[PASSAGE]
2 December, 2024

Don’t let CRC changes stifle green investment

16 May, 2011

An air of discontentment has resonated within industry over the past few months since the Department of Energy and Climate Change (DECC) announced that the Carbon Reduction Commitment (CRC) energy efficiency scheme would no longer recycle revenue as incentive payments; with all revenue instead to be retained by the Government in order to contribute around £1 billion to help balance the deficit. The CBI has spoken on behalf of the industry in general in calling on the Government to give more encouragement to companies by restoring the incentive element to the scheme. CBI director-general John Cridland said this must be put back in place in order to help companies go green by removing barriers for businesses to grow and create jobs. He added that if this is not on the cards then the scheme should be stopped altogether to reflect concern about energy costs. In its current form, Cridland made the point that it just adds yet another cost to doing business.

Nevertheless, Brammer, the UK supplier of MRO products and services, believes it is important that the changes to the CRC scheme do not deter investment in energy saving equipment such as variable speed drives (VSDs) and high-efficiency electric motors. The company believes that although some of the immediate financial incentives to increase energy efficiency have now been removed, the energy saving and productivity benefits achievable through more energy efficient equipment still provide a more than adequate incentive to maintain investment into energy saving technology. Brammer’s Jeremy Salisbury has said that the CRC is now effectively a tax on business, rather than the incentive scheme to reduce CO2 emissions as it was originally conceived. But, he added, the opportunities still exist for many manufacturing companies to significantly reduce their energy costs and carbon emissions. “This is especially true for many small- to medium-sized organisations facing potentially increased costs as a result of the changes made to the CRC scheme,” said Salisbury. He also made the point that, currently, most organisations in England and Scotland affected by the CRC scheme do not qualify for loans from the Carbon Trust towards energy efficient equipment purchases as they are too large. But, he says, arguably support should be made available as these companies are larger users of energy – and therefore the ones with the greatest potential to reduce their energy usage and carbon emissions.

(Pointing records)
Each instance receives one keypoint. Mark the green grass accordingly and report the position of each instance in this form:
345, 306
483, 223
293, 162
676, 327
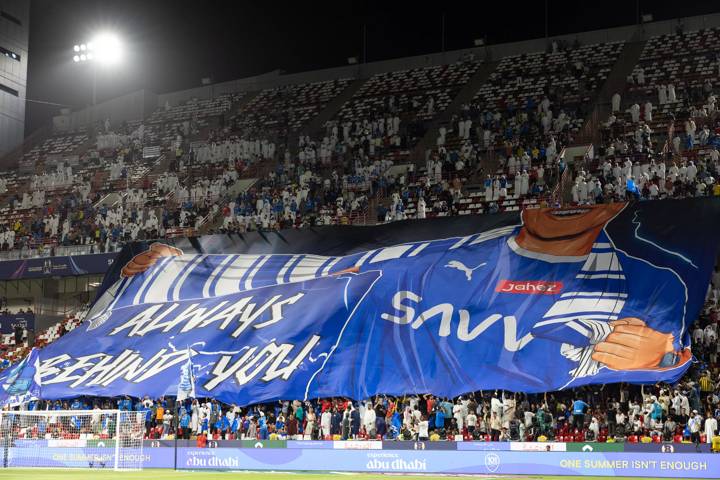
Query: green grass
158, 474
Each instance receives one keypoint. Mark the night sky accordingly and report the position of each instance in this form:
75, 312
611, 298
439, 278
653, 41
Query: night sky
171, 44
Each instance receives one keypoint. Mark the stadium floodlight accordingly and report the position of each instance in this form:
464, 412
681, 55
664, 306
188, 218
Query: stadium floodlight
105, 47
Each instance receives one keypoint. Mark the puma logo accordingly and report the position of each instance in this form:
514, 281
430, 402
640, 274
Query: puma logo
458, 265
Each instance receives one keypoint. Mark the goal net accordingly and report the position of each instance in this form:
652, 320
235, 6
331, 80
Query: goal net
105, 439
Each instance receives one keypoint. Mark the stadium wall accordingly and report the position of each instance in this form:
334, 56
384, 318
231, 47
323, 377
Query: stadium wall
14, 28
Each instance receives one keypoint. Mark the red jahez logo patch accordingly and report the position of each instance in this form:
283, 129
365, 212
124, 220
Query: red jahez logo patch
535, 287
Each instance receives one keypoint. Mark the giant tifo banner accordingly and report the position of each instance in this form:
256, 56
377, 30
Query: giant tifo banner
533, 301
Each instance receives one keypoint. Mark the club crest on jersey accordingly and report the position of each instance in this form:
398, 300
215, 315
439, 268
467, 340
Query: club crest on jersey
532, 287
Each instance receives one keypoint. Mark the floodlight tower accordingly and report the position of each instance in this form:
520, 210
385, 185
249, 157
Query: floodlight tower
104, 49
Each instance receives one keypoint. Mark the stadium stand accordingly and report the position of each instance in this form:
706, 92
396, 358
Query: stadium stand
231, 164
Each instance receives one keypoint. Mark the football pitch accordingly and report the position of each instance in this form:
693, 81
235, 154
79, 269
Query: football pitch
164, 474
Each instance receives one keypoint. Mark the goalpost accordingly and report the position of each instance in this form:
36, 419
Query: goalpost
106, 439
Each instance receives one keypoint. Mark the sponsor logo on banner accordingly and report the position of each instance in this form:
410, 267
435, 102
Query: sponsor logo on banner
538, 446
492, 462
534, 287
357, 445
67, 442
595, 447
264, 443
392, 462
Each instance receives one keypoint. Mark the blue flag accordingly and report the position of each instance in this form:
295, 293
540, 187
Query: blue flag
546, 300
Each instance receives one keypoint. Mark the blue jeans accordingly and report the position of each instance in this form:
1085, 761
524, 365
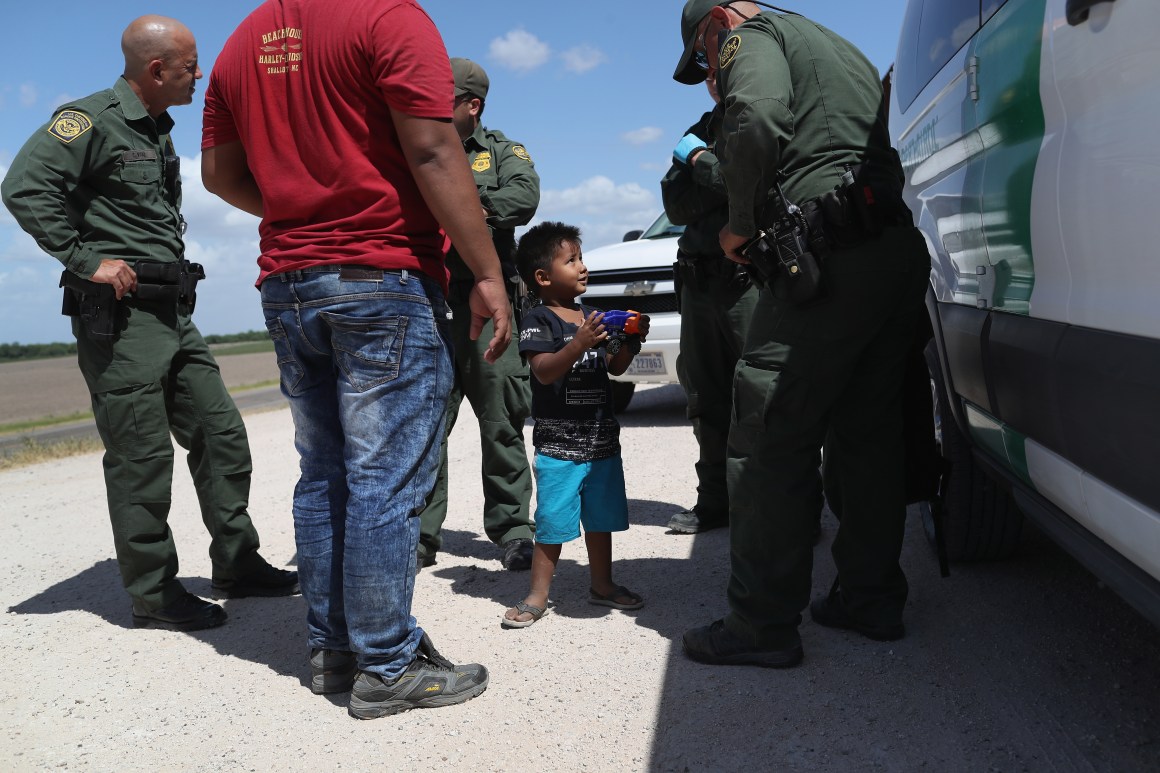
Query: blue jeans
365, 366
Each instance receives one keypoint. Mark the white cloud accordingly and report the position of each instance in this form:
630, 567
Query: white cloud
62, 99
643, 136
520, 50
602, 209
582, 58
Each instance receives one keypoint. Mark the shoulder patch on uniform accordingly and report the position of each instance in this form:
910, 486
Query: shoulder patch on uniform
70, 124
729, 51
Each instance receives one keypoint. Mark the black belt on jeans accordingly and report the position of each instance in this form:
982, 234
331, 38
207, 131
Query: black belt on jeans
346, 273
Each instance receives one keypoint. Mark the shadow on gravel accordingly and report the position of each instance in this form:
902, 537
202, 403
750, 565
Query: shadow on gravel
662, 406
262, 630
96, 590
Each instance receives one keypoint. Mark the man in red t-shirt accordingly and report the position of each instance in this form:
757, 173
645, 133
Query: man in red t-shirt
332, 122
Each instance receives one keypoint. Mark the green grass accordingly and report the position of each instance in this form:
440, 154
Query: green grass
46, 421
34, 452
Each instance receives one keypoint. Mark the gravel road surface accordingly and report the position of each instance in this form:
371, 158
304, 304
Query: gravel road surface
1028, 665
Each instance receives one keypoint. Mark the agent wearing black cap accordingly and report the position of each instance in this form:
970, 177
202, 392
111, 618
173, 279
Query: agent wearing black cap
803, 107
500, 394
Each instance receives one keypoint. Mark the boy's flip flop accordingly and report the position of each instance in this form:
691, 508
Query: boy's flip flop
610, 600
521, 608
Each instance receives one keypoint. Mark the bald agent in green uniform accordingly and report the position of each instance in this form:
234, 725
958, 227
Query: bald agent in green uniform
500, 394
802, 106
99, 189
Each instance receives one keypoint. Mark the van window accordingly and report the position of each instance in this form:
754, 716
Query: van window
990, 7
933, 31
947, 26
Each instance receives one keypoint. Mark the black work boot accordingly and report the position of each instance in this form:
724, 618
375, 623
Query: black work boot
717, 645
263, 580
517, 555
694, 521
332, 671
187, 613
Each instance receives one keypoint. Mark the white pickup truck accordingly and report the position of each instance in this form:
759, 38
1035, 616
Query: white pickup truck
637, 274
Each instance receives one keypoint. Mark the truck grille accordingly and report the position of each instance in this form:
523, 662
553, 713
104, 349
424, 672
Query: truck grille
652, 303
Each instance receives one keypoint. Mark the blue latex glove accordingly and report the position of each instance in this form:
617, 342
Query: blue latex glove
688, 145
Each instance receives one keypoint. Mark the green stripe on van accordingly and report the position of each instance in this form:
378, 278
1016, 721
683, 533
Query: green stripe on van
1010, 124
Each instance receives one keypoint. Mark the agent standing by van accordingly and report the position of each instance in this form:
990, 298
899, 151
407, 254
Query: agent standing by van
499, 394
802, 107
716, 302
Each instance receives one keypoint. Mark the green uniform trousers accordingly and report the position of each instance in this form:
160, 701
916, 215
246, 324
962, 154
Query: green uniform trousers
500, 395
716, 310
832, 371
157, 377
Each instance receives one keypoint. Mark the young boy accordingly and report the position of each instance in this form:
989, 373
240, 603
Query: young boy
579, 475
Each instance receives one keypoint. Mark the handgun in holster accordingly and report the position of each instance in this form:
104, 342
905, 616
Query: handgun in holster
781, 257
94, 303
169, 281
620, 325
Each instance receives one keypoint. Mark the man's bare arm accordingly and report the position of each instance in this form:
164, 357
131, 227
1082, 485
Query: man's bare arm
225, 173
436, 159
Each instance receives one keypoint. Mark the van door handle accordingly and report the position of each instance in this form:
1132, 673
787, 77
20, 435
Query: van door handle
1078, 11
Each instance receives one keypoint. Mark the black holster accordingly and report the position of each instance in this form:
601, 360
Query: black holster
787, 258
172, 282
94, 303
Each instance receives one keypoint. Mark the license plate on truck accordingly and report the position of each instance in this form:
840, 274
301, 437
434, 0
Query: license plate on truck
647, 363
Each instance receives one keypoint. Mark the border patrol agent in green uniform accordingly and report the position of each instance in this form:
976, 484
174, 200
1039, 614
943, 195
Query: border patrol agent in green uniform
803, 108
99, 189
716, 301
500, 394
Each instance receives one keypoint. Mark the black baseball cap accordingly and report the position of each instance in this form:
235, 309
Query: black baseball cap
469, 78
687, 70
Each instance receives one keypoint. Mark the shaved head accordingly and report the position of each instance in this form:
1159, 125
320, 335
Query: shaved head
152, 37
160, 62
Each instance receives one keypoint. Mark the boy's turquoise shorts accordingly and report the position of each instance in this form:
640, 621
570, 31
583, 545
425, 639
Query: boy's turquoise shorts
570, 493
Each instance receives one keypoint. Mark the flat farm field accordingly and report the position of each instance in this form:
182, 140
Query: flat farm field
40, 389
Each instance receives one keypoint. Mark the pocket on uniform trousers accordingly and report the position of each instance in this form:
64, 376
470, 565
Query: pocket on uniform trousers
752, 389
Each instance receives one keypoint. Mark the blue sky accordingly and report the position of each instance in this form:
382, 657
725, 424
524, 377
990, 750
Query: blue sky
585, 86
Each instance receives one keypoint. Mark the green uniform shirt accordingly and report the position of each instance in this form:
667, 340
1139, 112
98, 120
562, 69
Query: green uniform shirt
799, 99
694, 196
508, 189
91, 185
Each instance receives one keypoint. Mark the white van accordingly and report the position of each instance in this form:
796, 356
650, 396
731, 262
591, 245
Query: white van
1028, 131
637, 274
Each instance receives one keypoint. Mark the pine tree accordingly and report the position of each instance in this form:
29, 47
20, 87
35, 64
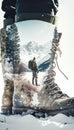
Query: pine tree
13, 47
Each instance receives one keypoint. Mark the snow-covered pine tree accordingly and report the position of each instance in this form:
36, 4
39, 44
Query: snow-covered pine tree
13, 47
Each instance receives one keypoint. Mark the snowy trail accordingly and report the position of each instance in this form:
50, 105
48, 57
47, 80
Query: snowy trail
29, 122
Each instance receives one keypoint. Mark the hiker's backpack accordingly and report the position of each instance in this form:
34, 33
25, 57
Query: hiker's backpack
30, 64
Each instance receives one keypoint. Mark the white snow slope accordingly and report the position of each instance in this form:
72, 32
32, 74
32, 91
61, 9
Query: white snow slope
28, 122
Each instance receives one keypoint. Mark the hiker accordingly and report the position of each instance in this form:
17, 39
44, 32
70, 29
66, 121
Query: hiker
34, 72
33, 66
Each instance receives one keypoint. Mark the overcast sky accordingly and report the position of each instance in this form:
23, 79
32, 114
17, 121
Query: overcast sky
65, 24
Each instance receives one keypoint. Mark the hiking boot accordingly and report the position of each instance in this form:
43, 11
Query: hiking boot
51, 99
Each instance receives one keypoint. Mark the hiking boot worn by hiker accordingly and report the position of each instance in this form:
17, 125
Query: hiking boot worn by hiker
51, 99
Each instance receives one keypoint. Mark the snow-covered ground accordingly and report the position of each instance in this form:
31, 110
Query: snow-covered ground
28, 122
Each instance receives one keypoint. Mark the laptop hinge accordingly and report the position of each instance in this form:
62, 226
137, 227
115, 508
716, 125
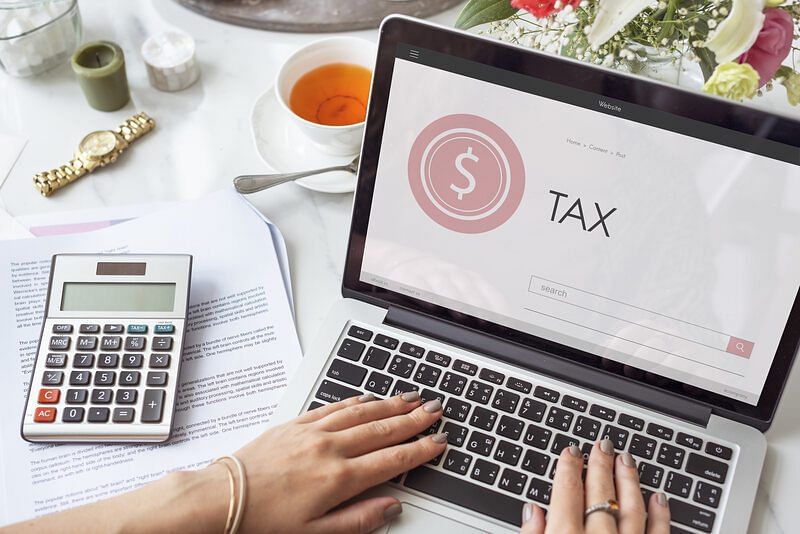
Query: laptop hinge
547, 364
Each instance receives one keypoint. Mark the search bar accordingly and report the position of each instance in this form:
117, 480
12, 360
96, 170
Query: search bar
613, 317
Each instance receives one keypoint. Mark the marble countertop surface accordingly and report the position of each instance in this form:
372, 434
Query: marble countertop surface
203, 140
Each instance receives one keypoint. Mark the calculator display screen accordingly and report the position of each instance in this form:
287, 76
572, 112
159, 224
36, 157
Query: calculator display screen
103, 297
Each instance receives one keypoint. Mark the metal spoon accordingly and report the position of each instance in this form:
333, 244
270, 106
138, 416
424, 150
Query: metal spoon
253, 183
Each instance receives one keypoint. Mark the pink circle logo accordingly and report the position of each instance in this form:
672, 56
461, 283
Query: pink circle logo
466, 173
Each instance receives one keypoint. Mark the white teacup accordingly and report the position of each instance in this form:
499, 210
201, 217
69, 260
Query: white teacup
334, 140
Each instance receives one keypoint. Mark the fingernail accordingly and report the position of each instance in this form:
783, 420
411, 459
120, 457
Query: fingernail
410, 396
628, 460
440, 437
433, 406
393, 511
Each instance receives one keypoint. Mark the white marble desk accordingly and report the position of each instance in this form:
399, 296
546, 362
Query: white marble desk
203, 140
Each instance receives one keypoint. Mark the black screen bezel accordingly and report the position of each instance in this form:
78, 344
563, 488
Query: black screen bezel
603, 82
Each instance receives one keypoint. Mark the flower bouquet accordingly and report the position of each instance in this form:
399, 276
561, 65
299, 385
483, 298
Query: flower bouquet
740, 45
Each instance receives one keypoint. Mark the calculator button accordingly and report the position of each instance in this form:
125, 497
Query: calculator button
157, 379
159, 361
56, 360
104, 378
132, 361
134, 343
110, 343
98, 415
102, 396
52, 378
83, 361
44, 415
49, 396
152, 406
162, 343
107, 361
126, 396
59, 343
129, 378
86, 343
77, 396
123, 415
72, 415
79, 378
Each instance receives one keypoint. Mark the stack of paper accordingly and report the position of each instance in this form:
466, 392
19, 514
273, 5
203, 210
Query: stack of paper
241, 349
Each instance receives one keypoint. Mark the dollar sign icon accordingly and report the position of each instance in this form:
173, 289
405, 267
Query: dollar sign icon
461, 191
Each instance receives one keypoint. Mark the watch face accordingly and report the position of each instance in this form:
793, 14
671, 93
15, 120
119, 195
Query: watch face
98, 144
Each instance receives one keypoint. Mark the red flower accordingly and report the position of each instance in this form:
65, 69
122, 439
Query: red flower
542, 8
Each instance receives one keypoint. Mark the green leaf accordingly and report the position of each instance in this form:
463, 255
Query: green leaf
478, 12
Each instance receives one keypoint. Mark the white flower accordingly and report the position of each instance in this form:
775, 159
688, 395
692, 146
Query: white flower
737, 33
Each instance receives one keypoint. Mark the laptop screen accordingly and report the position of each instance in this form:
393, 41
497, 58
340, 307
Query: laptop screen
667, 245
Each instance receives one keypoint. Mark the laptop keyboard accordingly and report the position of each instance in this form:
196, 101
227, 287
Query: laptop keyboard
505, 432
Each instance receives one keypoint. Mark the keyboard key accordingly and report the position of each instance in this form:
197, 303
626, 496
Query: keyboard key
376, 357
457, 409
650, 475
479, 392
720, 451
678, 484
457, 462
505, 401
706, 467
483, 418
438, 359
402, 366
686, 440
465, 367
351, 349
642, 446
586, 428
511, 428
602, 412
333, 392
359, 332
546, 394
532, 410
427, 374
378, 383
707, 494
485, 471
480, 443
467, 494
559, 418
691, 515
512, 481
346, 372
153, 405
386, 341
535, 462
630, 421
659, 431
508, 452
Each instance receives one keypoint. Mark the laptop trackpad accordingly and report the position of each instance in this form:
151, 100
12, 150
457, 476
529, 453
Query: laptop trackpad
414, 520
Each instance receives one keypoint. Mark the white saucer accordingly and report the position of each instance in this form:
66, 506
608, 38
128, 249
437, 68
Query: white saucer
284, 148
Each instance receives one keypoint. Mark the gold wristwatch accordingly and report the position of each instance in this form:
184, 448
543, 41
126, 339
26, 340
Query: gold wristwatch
97, 149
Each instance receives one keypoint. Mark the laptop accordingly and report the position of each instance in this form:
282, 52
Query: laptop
563, 253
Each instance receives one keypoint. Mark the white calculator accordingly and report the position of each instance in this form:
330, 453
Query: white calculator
110, 350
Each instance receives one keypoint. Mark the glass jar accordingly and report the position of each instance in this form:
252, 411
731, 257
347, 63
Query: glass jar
37, 35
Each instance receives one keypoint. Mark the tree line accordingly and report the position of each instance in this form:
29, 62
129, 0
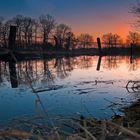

[WHAT TO DO] Continue the article on the CRC scheme changes and green investment from its last sentence.

[FINAL ANSWER]
A number of funding options thankfully are still available to help companies achieve this. For example, the Enhanced Capital Allowance Scheme provides 100 per cent first-year capital allowances on investments in energy saving equipment against taxable profits of the period of investment for products on its Energy Technology Product List. Also, interest-free loans of up to £100,000 from the Carbon Trust are still available to SME businesses in England and Scotland and to organisations of all sizes in Wales and Northern Ireland towards energy saving projects. The bottom line has to be that, regardless of tax burdens of one kind or another, taking positive actions such as reducing leakage from compressed air systems, fitting VSDs to motor driven applications and replacing inefficient motors will, in virtually all applications, deliver significant cost savings year-on-year. It is certainly still worth going green.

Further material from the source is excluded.